▶ **MATERIAL FOR THIS TASK**:
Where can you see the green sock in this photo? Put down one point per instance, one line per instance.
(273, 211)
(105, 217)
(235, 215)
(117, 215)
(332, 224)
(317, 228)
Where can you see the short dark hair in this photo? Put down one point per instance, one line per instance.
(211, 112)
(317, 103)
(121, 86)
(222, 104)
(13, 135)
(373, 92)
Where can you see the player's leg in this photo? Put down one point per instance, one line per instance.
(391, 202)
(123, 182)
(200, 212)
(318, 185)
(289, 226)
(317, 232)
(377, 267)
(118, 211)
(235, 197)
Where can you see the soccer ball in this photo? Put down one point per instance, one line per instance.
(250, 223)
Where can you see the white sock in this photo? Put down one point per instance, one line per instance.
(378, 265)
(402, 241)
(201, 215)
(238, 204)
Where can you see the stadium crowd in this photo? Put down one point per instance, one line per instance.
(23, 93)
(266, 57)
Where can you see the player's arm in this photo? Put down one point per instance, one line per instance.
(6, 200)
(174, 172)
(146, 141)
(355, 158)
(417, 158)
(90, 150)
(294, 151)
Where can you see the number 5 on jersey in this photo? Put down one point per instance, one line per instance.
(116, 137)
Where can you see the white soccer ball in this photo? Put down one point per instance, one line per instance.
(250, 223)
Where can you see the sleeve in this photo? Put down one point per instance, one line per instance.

▶ **WRITTEN EXERCISE**: Rewrite all of the items above, changing each "player's" to "athlete's" and leaving everything else untouched.

▶ **ANSWER BELOW**:
Where can you see the green sock in this photo? Put down one point per instance, one line per instance.
(273, 211)
(105, 217)
(235, 215)
(117, 215)
(332, 224)
(317, 228)
Where can you see the short dark hair in this photo? Put down one point per instance, one line per instance.
(211, 112)
(317, 103)
(121, 86)
(222, 104)
(13, 135)
(373, 92)
Where can you see the athlete's leg in this photo? Put down one point per instance, one line per instance.
(391, 202)
(123, 182)
(200, 212)
(318, 185)
(289, 226)
(317, 232)
(377, 267)
(118, 211)
(235, 197)
Where can you see the soccer ball in this photo? Put down one point per instance, one line per instance.
(250, 223)
Where can you see the white sock in this photo? Put down one point per instance, one line per instance.
(378, 265)
(402, 241)
(201, 215)
(238, 204)
Where can you see the stadium crowd in this photo? Put down one point per instance, one line per instance.
(23, 93)
(266, 57)
Where can you see the athlete's arm in this photo? Put down one point per instance, one line per instance.
(6, 200)
(174, 172)
(146, 141)
(355, 158)
(417, 158)
(90, 150)
(294, 151)
Where can you see the number 5 on jersey in this photo? Put down one point per instance, one line per instance.
(116, 137)
Where can you see the white soccer ball in this photo? Put down one point per instance, one line per instance.
(250, 223)
Where can you see the sleeve in this photo? Put down one point per instance, one line per instance.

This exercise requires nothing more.